Set tasks:
[1] In two sentences, what does the overhead crane text say?
[2] Can you extract the overhead crane text from "By the 1940’s" up to and including "productivity of overhead cranes.", word for word?

━━ Page excerpt

Overhead Crane; definition (noun) (as it relates to material handling)
A device, system and or structure, spanning a designated area, designed to raise, lower and transport all manner of material from one point to another.
- Bridge Crane (typical) is a fixed beam or beams supported at both ends by the end-trucks, thus creating the Bridge. The Hoist (the lifting and lowering component) is supported by the Trolley which traverses the bridge. The bridge travels perpendicular to and spans the gap between a pair of parallel running beams called the Runway. The bridge end-trucks ride along the runway beams establishing a system with the ability to operate in three-directional axes (x,y,z). See figure 1a. below.
- Gantry Crane (typical) is a self-supported Crane System. The Gantry is the framework, consisting of two upright support legs and a bridge beam or beams that span the two legs. The bridge beam supports the trolley. The trolley traverses the bridge beam and supports the hoist (the lifting and lowering component). The gantry legs are supported by wheels and travel on the ground, floor or rails. See figure 1b. below.
- Jib Crane (freestanding, typical) consists of three main components, the mast, head, and boom or jib. The Mast (also called the post or column) is the vertical support anchored to an adequate foundation. The Head (also called the box, box head or head bearing) sits atop the mast and contains the head and trunnion assembly bearings. The head rotates up to 360-degrees on the mast and the horizontal Boom (also called the jib) sits atop the head. Add a hoist for lifting and a trolley for traversing the boom and the system is complete. See figure 1c. below.
Overhead cranes were in wide use throughout industry as early as the mid 1800’s. These early cranes were hand operated, labor intensive and had many limitations. In the 1890’s electric powered cranes began to make their way into operation and by the early 1900’s They were on their way to becoming commonplace. The 1920’s saw the creation of the EOCI (Electric Overhead Crane Institute). The EOCI brought established standards and a widening of available applications.
By the 1940’s sealed gearboxes and the use of roller bearings provided greater efficiency. The 1960’s ushered in significant improvements for crane controls, bringing about smoother performance and safer handling of material. During the 1970’s the CMAA (Crane Manufactures Association of America) the successor to the EOCI published Specification 70 and 74. These were in-depth and diversified design standards for overhead cranes that streamlined the manufacturing process, making overhead cranes more widely accessible to industry. The 1980’s brought about the widespread use of radio control, furthering the productivity of overhead cranes.
During the 1990’s the increasing availability of VFD (Variable Frequency Drive) Revolutionized the control capability of overhead cranes. Leading industry to modernize its manufacturing and assembly techniques, thus fashioning a more prosperous and favorable work environment. The 2000’s continued to bring forth all the previous innovations in a more efficient and cost-effective manner, opening the door to mainstream wireless communication, monitoring software and diverse operating platforms.
Purchasing a crane system can be a sizable investment for a company and in many cases will be an asset that will see that organization through several decades of service. For this reason, many factors should go into the planning stage. Circumstances that require analysis are; correctly rating the load capacity, determining the duty cycle and service class, accurately calculating the available space, computing the maximum hook height, clarifying hook travel potential, factoring available power, considering future expansion and balancing that with your available budget.

━━━━
━━ Stored data

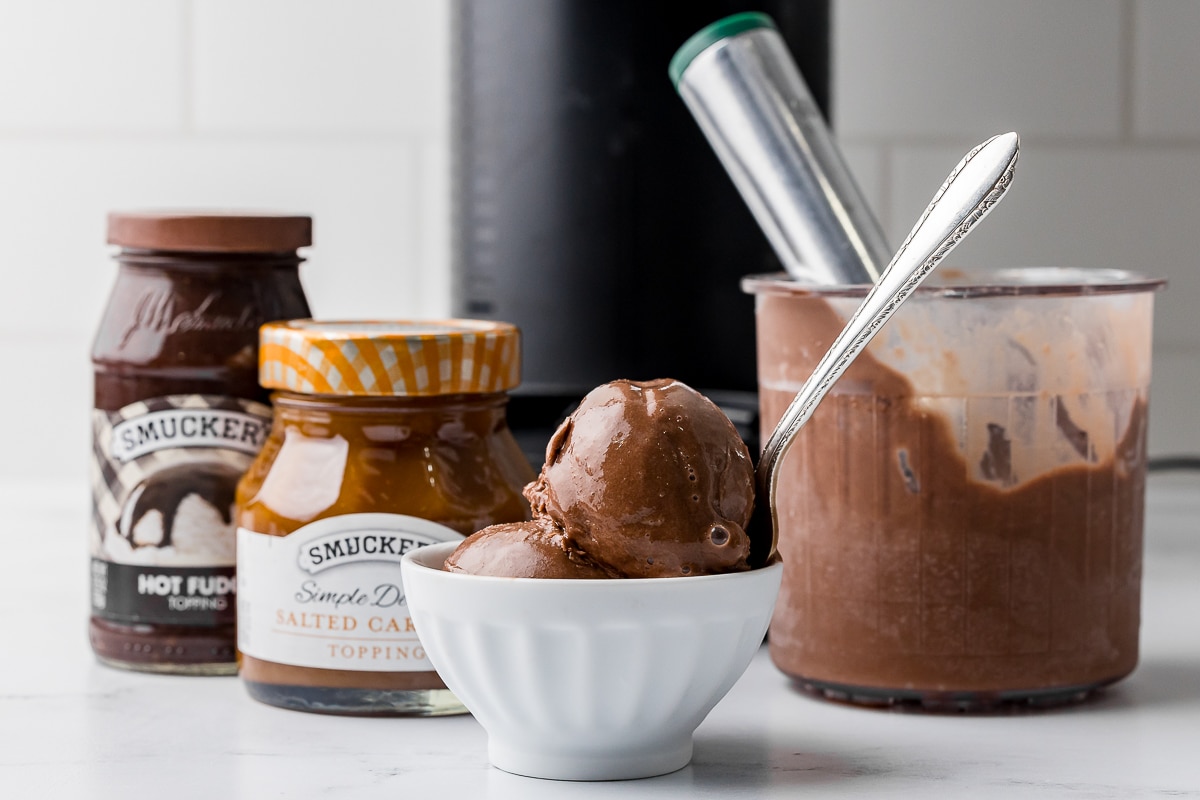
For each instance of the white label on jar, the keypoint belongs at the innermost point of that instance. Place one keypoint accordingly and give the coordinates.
(329, 595)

━━━━

The responses:
[1] An overhead crane is a device, system or structure that spans a designated area to raise, lower and transport material from one point to another, and bridge, gantry and jib cranes are typical types. These cranes were in wide use as early as the mid 1800s and improved through electric power, industry standards, radio control and variable frequency drives, and because buying one can be a sizable investment, planning should weigh factors such as load capacity, duty cycle, space, hook height, power, future expansion and budget.

[2]
By the 1940’s sealed gearboxes and the use of roller bearings provided greater efficiency. The 1960’s ushered in significant improvements for crane controls, bringing about smoother performance and safer handling of material. During the 1970’s the CMAA (Crane Manufactures Association of America) the successor to the EOCI published Specification 70 and 74. These were in-depth and diversified design standards for overhead cranes that streamlined the manufacturing process, making overhead cranes more widely accessible to industry. The 1980’s brought about the widespread use of radio control, furthering the productivity of overhead cranes.